*** Document text ***

Important LINQ features
Probably the most important extensions in C# that make LINQ possible are lambda expressions. Lambda expressions are similar to anonymous delegates, but the syntax is even simpler. Lambda expressions can be used for declaring functions inline and you can pass them as a parameter to methods. There is, however, one important difference to anonymous delegates: lambda expressions can be either compiled as executable code, like anonymous delegates, or as a data structure that represents the lambda expression source code. The structure is called an expression tree. Expression trees can be also compiled at runtime, so you can convert this representation to executable code.
What LINQ to SQL does is take the expression tree representing the query that contains lambda expressions and converts it to the SQL query, which is sent to the SQL Server. LINQ to SQL also contains a tool called sqlmetal.exe, which generates objects that represent the database structure. So, when you're writing the queries you can work with these type-safe objects instead of having to specify database tables or columns by name.
Important C++/CLI features
Now I'd like to mention a few from the rich set of C++/CLI features. LINQ itself is available for .NET, so we'll use the ability to work with managed classes a lot in the whole project. We'll also use the ability to work with both C++ templates and .NET generics. CLinq benefits from the fact that .NET generics can be compiled and exported from an assembly, while C++ templates are interesting thanks to their template specialization support. This means that if you have a SomeClass<T>
template, you can write a special version for specified type parameters -- for example, SomeClass<int>
-- and modify the behavior of this class, including the possibility to add methods, etc.

***

▶ **Required actions**:
A. Please explain, in one to three sentences, why the LINQ and C++/CLI text says you can write queries without specifying database tables or columns by name.
B. In the LINQ and C++/CLI text, what is the data structure that represents a lambda expression's source code called?
The items after this point have no connection to the LINQ and C++/CLI text.

*** Data rows ***

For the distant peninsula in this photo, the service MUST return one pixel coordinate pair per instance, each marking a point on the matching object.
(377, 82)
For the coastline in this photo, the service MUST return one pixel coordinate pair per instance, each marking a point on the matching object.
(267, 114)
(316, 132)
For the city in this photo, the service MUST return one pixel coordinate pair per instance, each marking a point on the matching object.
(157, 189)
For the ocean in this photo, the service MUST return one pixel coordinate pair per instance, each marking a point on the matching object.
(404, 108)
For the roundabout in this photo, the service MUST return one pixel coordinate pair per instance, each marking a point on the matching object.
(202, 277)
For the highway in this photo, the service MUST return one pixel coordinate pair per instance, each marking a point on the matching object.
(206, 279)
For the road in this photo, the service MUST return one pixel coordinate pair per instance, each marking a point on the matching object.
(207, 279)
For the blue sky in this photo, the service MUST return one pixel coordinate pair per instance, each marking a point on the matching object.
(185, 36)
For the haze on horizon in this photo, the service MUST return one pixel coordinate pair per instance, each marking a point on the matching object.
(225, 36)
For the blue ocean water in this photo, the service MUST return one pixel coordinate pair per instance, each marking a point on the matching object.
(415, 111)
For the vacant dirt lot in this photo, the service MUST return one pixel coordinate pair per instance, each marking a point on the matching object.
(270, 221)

***
*** Data rows ***

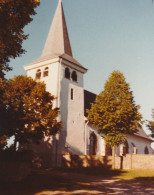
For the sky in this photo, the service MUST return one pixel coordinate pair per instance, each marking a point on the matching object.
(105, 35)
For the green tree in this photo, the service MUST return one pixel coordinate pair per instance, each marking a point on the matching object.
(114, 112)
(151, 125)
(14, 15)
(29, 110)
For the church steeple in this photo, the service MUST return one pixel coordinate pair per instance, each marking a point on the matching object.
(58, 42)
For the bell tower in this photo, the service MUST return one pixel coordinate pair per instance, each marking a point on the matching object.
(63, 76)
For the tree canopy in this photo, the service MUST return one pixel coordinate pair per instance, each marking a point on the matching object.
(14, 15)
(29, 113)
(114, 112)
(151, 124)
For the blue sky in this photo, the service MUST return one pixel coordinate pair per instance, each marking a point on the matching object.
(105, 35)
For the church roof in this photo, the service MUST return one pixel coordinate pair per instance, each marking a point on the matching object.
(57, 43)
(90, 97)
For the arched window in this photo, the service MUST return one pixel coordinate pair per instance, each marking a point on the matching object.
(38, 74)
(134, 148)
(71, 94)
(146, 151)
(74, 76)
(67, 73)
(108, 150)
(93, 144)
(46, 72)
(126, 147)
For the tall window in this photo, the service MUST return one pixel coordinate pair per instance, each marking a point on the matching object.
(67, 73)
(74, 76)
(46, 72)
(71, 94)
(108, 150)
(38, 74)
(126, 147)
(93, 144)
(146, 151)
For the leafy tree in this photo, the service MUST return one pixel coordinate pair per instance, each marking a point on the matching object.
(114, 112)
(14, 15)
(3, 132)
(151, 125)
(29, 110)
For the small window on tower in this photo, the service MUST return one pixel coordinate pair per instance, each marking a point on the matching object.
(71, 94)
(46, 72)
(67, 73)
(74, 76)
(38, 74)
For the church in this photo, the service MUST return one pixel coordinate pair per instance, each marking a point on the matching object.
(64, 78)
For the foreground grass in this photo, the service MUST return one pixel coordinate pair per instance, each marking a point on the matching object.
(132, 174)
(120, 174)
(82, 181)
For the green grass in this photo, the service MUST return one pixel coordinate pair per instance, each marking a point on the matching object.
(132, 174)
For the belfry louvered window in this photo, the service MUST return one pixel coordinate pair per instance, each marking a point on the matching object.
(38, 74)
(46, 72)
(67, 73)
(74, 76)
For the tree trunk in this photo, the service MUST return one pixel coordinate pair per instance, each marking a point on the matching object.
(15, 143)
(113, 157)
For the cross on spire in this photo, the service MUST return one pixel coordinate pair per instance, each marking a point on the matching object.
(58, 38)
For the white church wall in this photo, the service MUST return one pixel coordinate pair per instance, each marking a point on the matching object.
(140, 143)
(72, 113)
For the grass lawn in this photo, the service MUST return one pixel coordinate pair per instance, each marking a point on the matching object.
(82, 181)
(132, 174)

***

▶ **Answers to each task**:
A. LINQ to SQL includes a tool called sqlmetal.exe, which generates objects that represent the database structure. When writing queries, you can work with these type-safe objects instead of naming tables or columns.

B. An expression tree.